*WHAT YOU ARE ASKED TO DO*
Keeping every word the same, return the listing from its first line until the line holding "Task: point: the red brick" has been returned as well.

*RECORDS FOR PROCESSING*
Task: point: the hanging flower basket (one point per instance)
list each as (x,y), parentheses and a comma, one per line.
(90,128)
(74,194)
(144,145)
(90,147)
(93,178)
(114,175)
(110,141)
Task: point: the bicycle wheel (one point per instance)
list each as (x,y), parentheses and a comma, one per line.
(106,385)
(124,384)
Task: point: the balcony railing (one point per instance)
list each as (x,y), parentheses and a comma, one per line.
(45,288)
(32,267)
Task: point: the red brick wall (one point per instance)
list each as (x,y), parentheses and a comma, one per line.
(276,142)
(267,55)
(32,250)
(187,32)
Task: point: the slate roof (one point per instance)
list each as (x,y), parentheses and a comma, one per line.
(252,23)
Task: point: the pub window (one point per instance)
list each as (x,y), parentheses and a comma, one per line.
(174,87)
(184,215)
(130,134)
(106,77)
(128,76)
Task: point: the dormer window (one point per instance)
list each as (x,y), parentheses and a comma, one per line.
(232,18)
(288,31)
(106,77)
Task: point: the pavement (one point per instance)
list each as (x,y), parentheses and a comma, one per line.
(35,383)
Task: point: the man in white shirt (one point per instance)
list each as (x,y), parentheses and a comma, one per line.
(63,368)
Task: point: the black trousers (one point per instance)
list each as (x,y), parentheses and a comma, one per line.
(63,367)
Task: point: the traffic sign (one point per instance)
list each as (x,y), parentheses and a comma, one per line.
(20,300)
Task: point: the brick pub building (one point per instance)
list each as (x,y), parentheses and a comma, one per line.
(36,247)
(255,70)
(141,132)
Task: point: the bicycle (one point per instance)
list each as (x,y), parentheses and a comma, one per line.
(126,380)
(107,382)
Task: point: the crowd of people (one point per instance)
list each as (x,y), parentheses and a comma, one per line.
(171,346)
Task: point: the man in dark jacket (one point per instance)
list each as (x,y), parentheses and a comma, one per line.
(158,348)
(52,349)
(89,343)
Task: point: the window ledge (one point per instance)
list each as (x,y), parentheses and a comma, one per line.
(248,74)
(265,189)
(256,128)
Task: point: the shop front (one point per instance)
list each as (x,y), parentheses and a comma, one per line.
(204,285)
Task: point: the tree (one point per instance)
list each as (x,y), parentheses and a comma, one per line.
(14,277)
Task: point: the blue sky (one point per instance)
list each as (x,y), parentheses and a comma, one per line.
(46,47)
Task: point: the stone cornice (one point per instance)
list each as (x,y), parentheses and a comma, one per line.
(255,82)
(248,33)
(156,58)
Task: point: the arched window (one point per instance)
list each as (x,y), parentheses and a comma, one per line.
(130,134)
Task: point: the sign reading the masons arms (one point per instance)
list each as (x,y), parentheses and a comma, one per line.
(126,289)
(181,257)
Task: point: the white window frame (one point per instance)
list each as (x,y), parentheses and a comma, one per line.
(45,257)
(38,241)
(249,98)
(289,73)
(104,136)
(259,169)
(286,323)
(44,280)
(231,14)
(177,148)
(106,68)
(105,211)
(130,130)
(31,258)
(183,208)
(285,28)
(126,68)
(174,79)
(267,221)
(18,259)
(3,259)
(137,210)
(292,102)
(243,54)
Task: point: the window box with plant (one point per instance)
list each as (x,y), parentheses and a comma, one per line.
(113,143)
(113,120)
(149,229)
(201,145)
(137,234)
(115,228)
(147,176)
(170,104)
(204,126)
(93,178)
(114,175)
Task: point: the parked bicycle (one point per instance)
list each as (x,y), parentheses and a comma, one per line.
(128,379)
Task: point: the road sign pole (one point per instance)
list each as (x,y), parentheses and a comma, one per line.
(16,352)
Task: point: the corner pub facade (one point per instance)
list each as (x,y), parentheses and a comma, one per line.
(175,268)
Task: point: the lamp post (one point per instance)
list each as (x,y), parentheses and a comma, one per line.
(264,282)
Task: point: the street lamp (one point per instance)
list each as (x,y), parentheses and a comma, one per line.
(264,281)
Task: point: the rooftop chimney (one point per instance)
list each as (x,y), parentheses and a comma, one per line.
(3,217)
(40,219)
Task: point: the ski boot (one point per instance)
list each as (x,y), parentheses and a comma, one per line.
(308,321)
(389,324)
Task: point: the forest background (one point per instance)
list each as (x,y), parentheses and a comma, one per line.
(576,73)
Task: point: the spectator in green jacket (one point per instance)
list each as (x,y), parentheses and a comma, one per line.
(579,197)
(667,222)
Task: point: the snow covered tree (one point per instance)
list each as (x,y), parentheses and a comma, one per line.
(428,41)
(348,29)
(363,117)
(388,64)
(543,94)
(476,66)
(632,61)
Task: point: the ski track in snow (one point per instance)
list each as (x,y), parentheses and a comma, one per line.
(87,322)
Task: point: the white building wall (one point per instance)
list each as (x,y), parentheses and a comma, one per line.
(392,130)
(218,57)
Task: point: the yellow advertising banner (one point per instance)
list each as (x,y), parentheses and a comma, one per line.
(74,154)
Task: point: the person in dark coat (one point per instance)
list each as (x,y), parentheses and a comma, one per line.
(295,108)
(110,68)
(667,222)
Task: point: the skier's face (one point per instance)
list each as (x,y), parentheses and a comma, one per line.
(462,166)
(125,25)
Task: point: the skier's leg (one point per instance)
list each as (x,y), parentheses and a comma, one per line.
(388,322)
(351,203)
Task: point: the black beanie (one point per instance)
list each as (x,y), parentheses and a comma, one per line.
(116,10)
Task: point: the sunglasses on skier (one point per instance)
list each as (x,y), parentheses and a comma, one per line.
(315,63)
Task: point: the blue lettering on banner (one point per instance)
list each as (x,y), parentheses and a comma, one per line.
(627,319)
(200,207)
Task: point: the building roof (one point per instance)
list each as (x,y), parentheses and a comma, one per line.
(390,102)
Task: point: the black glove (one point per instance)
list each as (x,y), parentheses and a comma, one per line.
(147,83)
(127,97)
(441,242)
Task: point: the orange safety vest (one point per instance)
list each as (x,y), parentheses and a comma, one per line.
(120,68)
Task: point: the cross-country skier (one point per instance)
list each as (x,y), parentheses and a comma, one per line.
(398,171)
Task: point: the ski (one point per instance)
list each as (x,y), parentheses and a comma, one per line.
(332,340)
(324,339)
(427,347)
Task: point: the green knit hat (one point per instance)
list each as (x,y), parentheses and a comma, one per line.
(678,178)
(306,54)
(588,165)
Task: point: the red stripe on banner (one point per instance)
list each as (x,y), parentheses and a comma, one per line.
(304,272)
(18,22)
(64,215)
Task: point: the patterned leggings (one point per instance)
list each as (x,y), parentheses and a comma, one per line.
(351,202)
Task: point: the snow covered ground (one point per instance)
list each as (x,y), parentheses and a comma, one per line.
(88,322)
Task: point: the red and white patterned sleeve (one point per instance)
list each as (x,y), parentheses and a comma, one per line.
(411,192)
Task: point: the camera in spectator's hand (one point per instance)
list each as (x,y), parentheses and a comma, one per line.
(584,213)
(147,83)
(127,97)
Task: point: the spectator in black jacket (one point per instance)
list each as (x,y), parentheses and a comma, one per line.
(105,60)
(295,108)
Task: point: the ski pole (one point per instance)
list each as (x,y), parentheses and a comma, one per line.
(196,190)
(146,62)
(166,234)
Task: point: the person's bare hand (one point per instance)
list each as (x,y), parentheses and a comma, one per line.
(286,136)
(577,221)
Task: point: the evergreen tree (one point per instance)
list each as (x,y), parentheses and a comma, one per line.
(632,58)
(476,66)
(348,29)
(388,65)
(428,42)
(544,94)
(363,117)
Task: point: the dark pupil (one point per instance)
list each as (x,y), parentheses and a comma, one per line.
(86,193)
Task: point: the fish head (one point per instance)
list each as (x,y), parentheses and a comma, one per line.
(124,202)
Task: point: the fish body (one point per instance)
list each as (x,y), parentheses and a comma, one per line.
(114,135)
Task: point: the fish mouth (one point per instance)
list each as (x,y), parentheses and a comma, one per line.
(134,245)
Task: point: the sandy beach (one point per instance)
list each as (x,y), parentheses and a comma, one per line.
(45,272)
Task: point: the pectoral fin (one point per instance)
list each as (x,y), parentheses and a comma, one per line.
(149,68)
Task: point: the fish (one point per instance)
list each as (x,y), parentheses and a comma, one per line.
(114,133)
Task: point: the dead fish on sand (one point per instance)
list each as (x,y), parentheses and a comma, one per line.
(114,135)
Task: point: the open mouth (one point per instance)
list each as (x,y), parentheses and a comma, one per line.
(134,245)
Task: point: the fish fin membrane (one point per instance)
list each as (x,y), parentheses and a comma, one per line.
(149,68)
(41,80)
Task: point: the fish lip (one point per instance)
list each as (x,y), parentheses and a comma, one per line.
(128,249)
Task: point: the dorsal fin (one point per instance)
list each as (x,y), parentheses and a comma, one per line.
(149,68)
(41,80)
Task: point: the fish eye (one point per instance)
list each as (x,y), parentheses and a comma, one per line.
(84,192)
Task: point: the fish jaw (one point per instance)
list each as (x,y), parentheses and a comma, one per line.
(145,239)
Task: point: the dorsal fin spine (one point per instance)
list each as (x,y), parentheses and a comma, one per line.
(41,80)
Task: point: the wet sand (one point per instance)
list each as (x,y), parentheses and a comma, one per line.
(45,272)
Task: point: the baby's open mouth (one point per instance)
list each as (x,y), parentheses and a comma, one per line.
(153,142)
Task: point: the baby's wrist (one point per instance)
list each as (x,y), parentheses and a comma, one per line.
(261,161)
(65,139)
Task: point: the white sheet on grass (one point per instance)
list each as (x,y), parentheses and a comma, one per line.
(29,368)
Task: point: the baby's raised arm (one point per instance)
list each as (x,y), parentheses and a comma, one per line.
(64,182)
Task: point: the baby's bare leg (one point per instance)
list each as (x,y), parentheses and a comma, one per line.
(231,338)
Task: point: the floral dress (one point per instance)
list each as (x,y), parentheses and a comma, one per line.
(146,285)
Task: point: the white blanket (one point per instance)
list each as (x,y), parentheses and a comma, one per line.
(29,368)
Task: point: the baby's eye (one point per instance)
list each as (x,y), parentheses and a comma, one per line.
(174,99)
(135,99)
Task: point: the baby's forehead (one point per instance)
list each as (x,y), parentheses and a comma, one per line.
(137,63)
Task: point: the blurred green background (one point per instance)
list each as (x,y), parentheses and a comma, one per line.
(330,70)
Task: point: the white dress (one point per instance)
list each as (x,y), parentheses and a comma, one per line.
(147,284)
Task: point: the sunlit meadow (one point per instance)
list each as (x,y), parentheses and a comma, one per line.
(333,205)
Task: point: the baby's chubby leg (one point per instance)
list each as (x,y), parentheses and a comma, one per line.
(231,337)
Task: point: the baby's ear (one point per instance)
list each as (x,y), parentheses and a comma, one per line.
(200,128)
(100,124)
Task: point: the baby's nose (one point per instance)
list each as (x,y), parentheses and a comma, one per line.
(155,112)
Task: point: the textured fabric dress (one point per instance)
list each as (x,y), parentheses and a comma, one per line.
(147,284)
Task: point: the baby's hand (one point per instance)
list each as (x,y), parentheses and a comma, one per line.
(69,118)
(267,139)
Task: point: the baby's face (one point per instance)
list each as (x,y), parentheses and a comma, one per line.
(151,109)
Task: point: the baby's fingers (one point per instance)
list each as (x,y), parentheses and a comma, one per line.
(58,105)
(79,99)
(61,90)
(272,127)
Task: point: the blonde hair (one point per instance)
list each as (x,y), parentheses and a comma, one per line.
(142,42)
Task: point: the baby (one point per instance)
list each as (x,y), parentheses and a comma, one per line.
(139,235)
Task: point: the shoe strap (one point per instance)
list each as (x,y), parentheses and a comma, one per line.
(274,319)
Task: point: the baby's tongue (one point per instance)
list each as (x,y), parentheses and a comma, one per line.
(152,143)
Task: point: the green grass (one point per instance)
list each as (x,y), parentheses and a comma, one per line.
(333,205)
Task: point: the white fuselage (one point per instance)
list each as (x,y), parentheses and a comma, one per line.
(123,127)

*ANSWER SECTION*
Task: point: the hanging flower basket (one point per instance)
list each as (x,y), parentheses and a comma, one per line.
(90,128)
(74,194)
(144,145)
(90,147)
(93,178)
(114,175)
(110,141)
Task: point: the bicycle wheel (one point per instance)
list each as (x,y), parentheses and a comma, one per line.
(106,385)
(124,384)
Task: point: the balcony railing (one point per instance)
list each as (x,y), parentheses and a comma, one per line.
(45,288)
(32,267)
Task: point: the red brick wall (one point per instance)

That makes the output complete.